### What to produce:
In the entries below, spot each line with the word "sample" and copy it.
- Opening Delimiter -
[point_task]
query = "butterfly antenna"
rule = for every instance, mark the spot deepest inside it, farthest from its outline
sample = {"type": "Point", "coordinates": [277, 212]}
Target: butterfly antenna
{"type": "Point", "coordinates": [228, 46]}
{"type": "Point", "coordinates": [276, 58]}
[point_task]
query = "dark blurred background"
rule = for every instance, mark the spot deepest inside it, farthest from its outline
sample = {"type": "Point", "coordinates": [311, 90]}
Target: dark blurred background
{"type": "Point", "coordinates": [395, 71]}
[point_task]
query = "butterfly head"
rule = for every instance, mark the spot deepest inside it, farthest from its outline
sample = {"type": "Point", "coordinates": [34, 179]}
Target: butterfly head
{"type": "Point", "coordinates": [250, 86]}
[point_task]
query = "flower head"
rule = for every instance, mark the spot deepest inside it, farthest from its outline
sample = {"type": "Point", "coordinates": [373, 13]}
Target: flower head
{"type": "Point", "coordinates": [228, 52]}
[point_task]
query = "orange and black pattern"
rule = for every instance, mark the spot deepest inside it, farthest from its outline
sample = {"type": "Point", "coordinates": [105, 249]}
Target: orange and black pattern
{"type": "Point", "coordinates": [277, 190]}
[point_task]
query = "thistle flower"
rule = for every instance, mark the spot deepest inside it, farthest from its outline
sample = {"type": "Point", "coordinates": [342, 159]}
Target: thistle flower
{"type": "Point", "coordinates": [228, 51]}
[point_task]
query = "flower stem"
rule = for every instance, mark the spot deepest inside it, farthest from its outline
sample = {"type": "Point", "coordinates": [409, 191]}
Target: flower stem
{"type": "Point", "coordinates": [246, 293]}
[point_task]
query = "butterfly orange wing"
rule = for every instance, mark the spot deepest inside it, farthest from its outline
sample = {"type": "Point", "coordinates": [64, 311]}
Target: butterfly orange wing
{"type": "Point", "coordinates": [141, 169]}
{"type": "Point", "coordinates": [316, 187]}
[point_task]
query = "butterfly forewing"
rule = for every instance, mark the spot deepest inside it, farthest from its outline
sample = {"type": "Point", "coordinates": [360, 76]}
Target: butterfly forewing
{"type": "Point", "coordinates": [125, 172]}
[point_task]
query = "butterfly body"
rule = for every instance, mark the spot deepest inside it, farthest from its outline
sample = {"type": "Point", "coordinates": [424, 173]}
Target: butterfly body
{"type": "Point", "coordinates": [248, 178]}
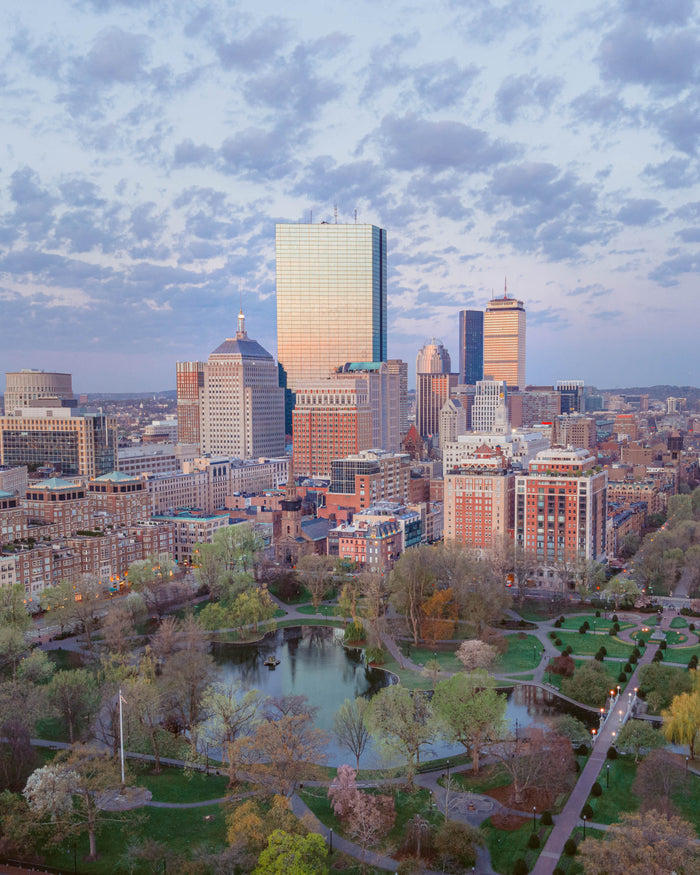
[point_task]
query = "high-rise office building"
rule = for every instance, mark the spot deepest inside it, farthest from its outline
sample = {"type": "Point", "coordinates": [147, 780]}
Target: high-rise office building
{"type": "Point", "coordinates": [27, 385]}
{"type": "Point", "coordinates": [190, 382]}
{"type": "Point", "coordinates": [471, 346]}
{"type": "Point", "coordinates": [242, 411]}
{"type": "Point", "coordinates": [504, 341]}
{"type": "Point", "coordinates": [331, 298]}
- Closing Delimiter -
### Answer area:
sample = {"type": "Point", "coordinates": [277, 212]}
sample = {"type": "Point", "coordinates": [311, 90]}
sample = {"type": "Point", "coordinates": [34, 179]}
sample = {"type": "Point", "coordinates": [373, 13]}
sample = {"type": "Point", "coordinates": [105, 249]}
sample = {"type": "Point", "coordinates": [342, 159]}
sample = {"type": "Point", "coordinates": [409, 191]}
sample = {"type": "Point", "coordinates": [64, 311]}
sample = {"type": "Point", "coordinates": [360, 76]}
sample = {"type": "Point", "coordinates": [424, 173]}
sample = {"type": "Point", "coordinates": [147, 780]}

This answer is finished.